## What is being asked
Extract all lines in the data that contain the word "terracotta".

Start of Dataset

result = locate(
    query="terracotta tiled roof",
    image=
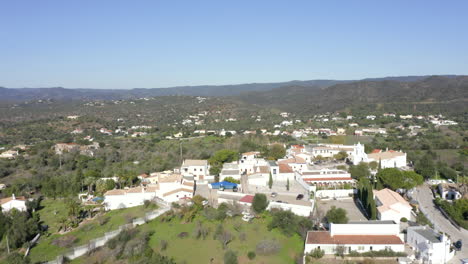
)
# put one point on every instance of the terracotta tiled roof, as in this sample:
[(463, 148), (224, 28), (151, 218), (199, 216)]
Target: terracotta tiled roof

End of Dataset

## Task solution
    query="terracotta tiled roof",
# put one point on every instance of the terracotta tiled roof, as in this sample:
Target: terracotta tiled roof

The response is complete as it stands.